Textauszug —
============================================================

Bei Schimmelbefall können Betroffene per Gerichtsurteil eine Mietminderung erwirken. Der Bundesgerichtshof verhandelt nun über Mietkürzungen bei drohendem Schimmel. Die wichtigsten Fragen und Antworten im Überblick.
Defekte Heizungen, Feuchtigkeit und Schimmel-Mängel in Wohnungen sind ein Dauerbrenner bei Streits zwischen Mietern und Vermietern.
Bisherige Urteile zum Schimmel beschäftigen sich mit Mietminderungen, wenn die lästigen und auch gesundheitsschädlichen Pilze schon die Wand entlang wuchern.
Was aber gilt für Mietkürzungen, wenn Schimmel lediglich droht? Darüber verhandelt nun der Bundesgerichtshof (BGH).
Die wichtigsten Fragen im Überblick
Worum geht es?
Dem Fall zugrunde liegen zwei Klagen von Mietern im schleswig-holsteinischen Glinde gegen ihren Vermieter, einen Wohnungsbauträger. Sie machen geltend, dass wegen des Zustands der 1968 und 1971 errichteten Wohnungen jedes Jahr zwischen Oktober und März die Gefahr von Schimmel bestehe.
Allein diese sogenannte Mangelgefahr rechtfertige bereits eine Kürzung der Miete - unabhängig davon, ob Schimmel tatsächlich auftritt. (Az.: VIII ZR 271/17 und VIII ZR 67/18)
Wie sahen dies die Vorinstanzen?
Das Landgericht Lübeck gab den Klägern diesbezüglich recht. Zwar hätten die Wohnungen den seinerzeit gültigen Bauvorschriften entsprochen. Die Mieter hätten aber das Recht auf zeitgemäße Mindeststandards.
Diese seien längst nicht mehr erfüllt: Mit zumutbarem Stoßlüften und normalem Heizen könne man der Schimmelbildung nicht beikommen. Das Gebäude sei daher mangelhaft, "wenn nur durch übermäßiges und unwirtschaftlich heißes Heizen und Lüften Feuchtigkeitsschäden vermieden werden".
Die Kürzung der Miete sei mithin rechtens. Das Landgericht verurteilte den Eigentümer in dem einen Fall zudem dazu, einen Vorschuss von 12.000 Euro zu zahlen, damit unter anderem eine Innendämmung angebracht werden könne.
Wie ist eigentlich die Rechtsprechung bei Schimmel?
Schimmel ist unstrittig ein Mangel. Der Mieter muss den Befall dem Vermieter melden. Dieser ist dann erstmal in der Beweispflicht: Er darf nicht einfach den Mieter beschuldigen, nicht richtig gelüftet oder geheizt zu haben.

============================================================

Arbeitsanweisung — Geben Sie aus dem Text über Mietminderung bei Schimmel die Passage von „Allein diese sogenannte“ bis einschließlich „auf zeitgemäße Mindeststandards.“ wörtlich wieder.

============================================================

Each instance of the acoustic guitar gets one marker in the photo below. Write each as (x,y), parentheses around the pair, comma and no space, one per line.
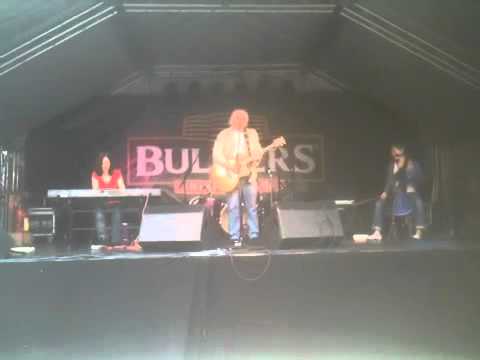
(225,179)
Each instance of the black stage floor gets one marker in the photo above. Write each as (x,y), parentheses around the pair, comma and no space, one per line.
(404,300)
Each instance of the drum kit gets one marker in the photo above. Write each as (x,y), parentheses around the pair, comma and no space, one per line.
(216,209)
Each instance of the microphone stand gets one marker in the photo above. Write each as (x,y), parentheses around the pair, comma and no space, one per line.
(186,175)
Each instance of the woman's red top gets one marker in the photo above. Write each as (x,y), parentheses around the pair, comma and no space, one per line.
(112,184)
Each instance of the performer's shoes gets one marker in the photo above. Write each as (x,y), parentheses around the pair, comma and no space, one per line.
(375,236)
(237,243)
(418,235)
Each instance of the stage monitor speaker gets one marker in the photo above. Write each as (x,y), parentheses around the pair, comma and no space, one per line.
(308,224)
(172,228)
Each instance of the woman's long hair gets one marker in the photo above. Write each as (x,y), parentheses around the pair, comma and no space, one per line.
(98,164)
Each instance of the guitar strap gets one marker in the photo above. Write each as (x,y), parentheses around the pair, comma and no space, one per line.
(247,142)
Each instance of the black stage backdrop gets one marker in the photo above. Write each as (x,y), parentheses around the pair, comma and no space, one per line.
(347,137)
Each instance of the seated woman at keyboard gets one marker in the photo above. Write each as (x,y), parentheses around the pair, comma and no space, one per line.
(103,178)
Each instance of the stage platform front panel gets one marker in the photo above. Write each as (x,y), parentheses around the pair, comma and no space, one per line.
(419,300)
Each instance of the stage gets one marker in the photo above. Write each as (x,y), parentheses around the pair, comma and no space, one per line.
(399,300)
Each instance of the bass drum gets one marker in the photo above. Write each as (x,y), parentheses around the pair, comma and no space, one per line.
(223,216)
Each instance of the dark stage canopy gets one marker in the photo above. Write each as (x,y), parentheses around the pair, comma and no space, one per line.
(419,58)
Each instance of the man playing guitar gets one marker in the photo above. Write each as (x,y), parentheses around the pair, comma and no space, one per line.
(236,154)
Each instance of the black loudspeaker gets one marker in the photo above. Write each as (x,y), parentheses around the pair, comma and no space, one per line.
(172,227)
(6,242)
(308,224)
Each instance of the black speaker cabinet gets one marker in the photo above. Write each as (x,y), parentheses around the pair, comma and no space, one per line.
(308,224)
(6,242)
(172,227)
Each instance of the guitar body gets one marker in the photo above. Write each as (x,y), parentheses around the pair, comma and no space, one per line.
(223,180)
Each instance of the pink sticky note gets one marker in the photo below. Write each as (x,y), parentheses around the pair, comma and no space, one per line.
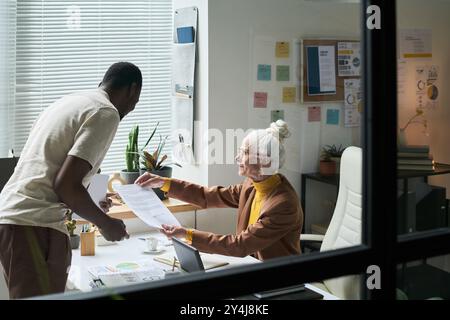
(260,100)
(314,114)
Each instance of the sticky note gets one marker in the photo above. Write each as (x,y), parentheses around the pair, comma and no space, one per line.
(185,34)
(282,50)
(333,116)
(282,73)
(264,72)
(314,114)
(289,94)
(260,100)
(276,115)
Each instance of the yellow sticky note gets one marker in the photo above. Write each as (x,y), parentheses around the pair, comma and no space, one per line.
(282,50)
(289,94)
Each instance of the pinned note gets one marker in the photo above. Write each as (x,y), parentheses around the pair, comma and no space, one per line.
(276,115)
(282,50)
(289,94)
(260,100)
(264,72)
(283,73)
(333,116)
(314,114)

============================================================

Musterlösung —
Allein diese sogenannte Mangelgefahr rechtfertige bereits eine Kürzung der Miete - unabhängig davon, ob Schimmel tatsächlich auftritt. (Az.: VIII ZR 271/17 und VIII ZR 67/18)
Wie sahen dies die Vorinstanzen?
Das Landgericht Lübeck gab den Klägern diesbezüglich recht. Zwar hätten die Wohnungen den seinerzeit gültigen Bauvorschriften entsprochen. Die Mieter hätten aber das Recht auf zeitgemäße Mindeststandards.